**Required work**
**a)** Reproduce, word for word, the part of the text on Ofsted inspections of children's homes that runs from "An increase in inadequate" up to and including "recently rated inadequate.".
**b)** Pick up the text on Ofsted inspections of children's homes at the point where it stops, and continue writing it.

**Text**
-- Opening Marker --

What are the things likely to get you on and keep you on Ofsted’s radar?
Simply put, Ofsted’s priority is to ensure that you are safeguarding children in your care and providing them with high-quality care and support that helps them progress. You can achieve this by having a skilled and experienced manager, a well-managed and trained staff team, expert help when needed, and professional independent ‘critical’ oversight.
An increase in inadequate inspections would indicate a problem with some providers maintaining acceptable levels of care. In particular, many residential children’s homes and residential family centres established during the pandemic seem to be failing their inspections early on in their inspection life cycle.
An inspection snapshot
If you were to take a snapshot of Ofsted reports on any given day, you are looking at statistics that show that sometimes the essential elements of care are not being met.
- 4 children’s homes rated good
- 4 children’s homes rated requires improvement
- 5 children’s homes rated inadequate or where serious safeguarding issues have been identified
Out of 13 reports released today, Ofsted found only 4 to be good enough.
Here are a few quotes from reports for residential children’s homes recently rated inadequate.
Overall experiences and progress of children (SSCIF)
‘Children do not live in a safe and welcoming home. There is extensive damage and unsanitary conditions around the home, examples of which include cigarette and lighter burns on furniture and external doors and food and drinks thrown around the walls and onto furniture. The kitchen cupboard doors have been damaged, and the oven door has been pulled off. Managers have not directed staff to maintain communal areas of the home and garden to an acceptable standard for children.’ Ofsted Inspection Report.
How well children and young people are helped and protected (SSCIF)
‘Poor matching and decision-making by managers have affected the overall stability of the home and place children at risk of serious harm. Children are influenced by the behaviours of other children. This has resulted in an increase in substance misuse for children and the presentation of other behaviours that have not previously been known or apparent.’ Ofsted Inspection Report
The effectiveness of leaders and managers (SSCIF)

-- Closing Marker --

**Excerpted data**
-- Opening Marker --

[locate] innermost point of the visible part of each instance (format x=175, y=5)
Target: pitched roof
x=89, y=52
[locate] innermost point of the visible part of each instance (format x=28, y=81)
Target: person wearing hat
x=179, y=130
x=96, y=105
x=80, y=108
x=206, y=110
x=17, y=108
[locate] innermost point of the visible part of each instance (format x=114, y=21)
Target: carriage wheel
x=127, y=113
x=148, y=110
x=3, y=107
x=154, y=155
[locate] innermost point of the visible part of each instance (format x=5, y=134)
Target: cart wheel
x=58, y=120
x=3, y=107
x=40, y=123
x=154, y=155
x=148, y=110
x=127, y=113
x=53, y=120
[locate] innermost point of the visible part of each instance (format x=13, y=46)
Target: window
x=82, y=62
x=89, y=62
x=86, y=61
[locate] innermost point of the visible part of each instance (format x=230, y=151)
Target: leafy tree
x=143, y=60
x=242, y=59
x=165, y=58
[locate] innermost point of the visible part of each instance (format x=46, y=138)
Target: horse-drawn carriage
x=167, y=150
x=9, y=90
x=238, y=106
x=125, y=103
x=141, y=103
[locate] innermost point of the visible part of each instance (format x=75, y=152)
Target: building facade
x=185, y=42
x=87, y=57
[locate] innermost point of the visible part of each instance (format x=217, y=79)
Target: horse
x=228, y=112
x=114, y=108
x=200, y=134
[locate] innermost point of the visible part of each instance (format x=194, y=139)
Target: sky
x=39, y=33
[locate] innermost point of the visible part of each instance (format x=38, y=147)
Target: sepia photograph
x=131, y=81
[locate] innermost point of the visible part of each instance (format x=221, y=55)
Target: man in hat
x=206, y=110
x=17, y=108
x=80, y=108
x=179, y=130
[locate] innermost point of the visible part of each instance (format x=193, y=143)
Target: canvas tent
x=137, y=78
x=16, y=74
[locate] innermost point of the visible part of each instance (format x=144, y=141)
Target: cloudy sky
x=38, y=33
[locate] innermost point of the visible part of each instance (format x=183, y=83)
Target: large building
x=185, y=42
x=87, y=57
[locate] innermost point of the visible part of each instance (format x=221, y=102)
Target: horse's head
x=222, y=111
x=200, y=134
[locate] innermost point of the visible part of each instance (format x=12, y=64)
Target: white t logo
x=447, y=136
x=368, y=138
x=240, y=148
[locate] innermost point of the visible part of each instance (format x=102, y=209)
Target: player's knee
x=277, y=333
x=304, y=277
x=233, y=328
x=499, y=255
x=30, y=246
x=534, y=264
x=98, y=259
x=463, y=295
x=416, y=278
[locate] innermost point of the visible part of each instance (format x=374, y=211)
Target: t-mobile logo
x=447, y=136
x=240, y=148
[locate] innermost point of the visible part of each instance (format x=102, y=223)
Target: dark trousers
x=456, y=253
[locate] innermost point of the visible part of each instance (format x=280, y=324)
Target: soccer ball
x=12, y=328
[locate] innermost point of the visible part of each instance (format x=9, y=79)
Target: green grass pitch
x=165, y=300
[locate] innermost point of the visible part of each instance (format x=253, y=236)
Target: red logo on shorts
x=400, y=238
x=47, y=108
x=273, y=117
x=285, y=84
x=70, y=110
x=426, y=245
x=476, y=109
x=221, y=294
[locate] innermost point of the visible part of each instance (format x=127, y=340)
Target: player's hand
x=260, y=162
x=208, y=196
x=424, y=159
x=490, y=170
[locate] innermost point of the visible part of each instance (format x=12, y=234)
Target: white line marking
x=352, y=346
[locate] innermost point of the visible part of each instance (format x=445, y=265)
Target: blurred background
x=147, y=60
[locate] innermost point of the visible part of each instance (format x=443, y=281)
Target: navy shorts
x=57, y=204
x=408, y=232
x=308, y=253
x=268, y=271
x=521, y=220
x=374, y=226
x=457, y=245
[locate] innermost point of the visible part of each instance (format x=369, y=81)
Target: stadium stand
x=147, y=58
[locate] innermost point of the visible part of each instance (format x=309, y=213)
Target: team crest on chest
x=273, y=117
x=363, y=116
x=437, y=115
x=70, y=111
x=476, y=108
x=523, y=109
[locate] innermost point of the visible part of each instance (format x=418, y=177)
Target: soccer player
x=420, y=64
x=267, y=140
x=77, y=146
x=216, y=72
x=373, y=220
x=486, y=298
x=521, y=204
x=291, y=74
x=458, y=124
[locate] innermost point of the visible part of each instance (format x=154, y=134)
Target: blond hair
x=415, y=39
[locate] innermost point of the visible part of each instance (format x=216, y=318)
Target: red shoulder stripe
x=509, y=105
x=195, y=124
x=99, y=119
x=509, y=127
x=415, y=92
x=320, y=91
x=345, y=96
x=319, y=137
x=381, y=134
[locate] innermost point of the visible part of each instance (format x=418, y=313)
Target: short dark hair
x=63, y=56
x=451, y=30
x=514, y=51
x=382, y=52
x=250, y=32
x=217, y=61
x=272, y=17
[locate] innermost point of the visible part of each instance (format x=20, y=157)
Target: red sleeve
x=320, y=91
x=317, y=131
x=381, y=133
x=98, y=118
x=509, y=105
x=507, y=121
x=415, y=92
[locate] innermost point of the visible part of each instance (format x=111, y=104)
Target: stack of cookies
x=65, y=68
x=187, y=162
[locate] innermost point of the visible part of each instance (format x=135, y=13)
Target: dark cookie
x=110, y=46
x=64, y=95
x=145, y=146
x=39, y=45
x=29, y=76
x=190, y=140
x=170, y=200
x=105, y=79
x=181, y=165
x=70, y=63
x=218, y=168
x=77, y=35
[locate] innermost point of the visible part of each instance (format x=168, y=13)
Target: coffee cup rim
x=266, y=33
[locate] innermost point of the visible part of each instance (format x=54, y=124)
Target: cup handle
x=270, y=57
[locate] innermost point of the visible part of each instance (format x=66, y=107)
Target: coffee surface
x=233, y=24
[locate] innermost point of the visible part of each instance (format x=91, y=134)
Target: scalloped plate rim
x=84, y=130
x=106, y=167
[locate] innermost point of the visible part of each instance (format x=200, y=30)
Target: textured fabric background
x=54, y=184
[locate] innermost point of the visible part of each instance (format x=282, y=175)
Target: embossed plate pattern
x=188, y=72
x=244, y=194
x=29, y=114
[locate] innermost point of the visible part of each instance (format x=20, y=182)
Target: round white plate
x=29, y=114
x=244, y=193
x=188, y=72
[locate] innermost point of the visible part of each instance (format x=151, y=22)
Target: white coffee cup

-- Closing Marker --

**Per-task answers**
**a)**
An increase in inadequate inspections would indicate a problem with some providers maintaining acceptable levels of care. In particular, many residential children’s homes and residential family centres established during the pandemic seem to be failing their inspections early on in their inspection life cycle.
An inspection snapshot
If you were to take a snapshot of Ofsted reports on any given day, you are looking at statistics that show that sometimes the essential elements of care are not being met.
- 4 children’s homes rated good
- 4 children’s homes rated requires improvement
- 5 children’s homes rated inadequate or where serious safeguarding issues have been identified
Out of 13 reports released today, Ofsted found only 4 to be good enough.
Here are a few quotes from reports for residential children’s homes recently rated inadequate.

**b)**
‘Not all staff receive the training they need to care effectively for children. This includes mandatory training in child protection, health and safety, and medication administration. In addition, not all staff receive specialist training in caring for children with autistic spectrum disorders, despite this being the expertise of the home.’ Ofsted Inspection Report.
If you are running a home that is not good enough for children to live in, how is that good enough for you as the provider? Surely your ambition is to have a successful business where children thrive?
Are you asking?
- Why didn’t we know our home was not good enough before our Ofsted inspection, and whom were we trusting to ensure it was?
- What immediate changes do we need to make to ensure children are safe and well-supported now and in the future?
- What lessons have we learned, and how will we prevent a repeat scenario?
If you don’t answer those vital questions or make the improvements or change needed before more requirements are heaped on top, you will become stuck in a rut of never-ending inspection, having continuous stressful enforcement action taken against you and eventual closure.
You must ensure you are surrounded by people who know what they are doing, who understand the regulations and who can run your home to the required standards to help children become safer and make good progress. That is your measure of success, and your success depends on it.
How can a manager, staff team or provider possibly get to the stage where they think the examples above are acceptable? That is the question they must ask and answer before they can even begin to put things right.
And most importantly,
What do they need to do to ensure this never happens again?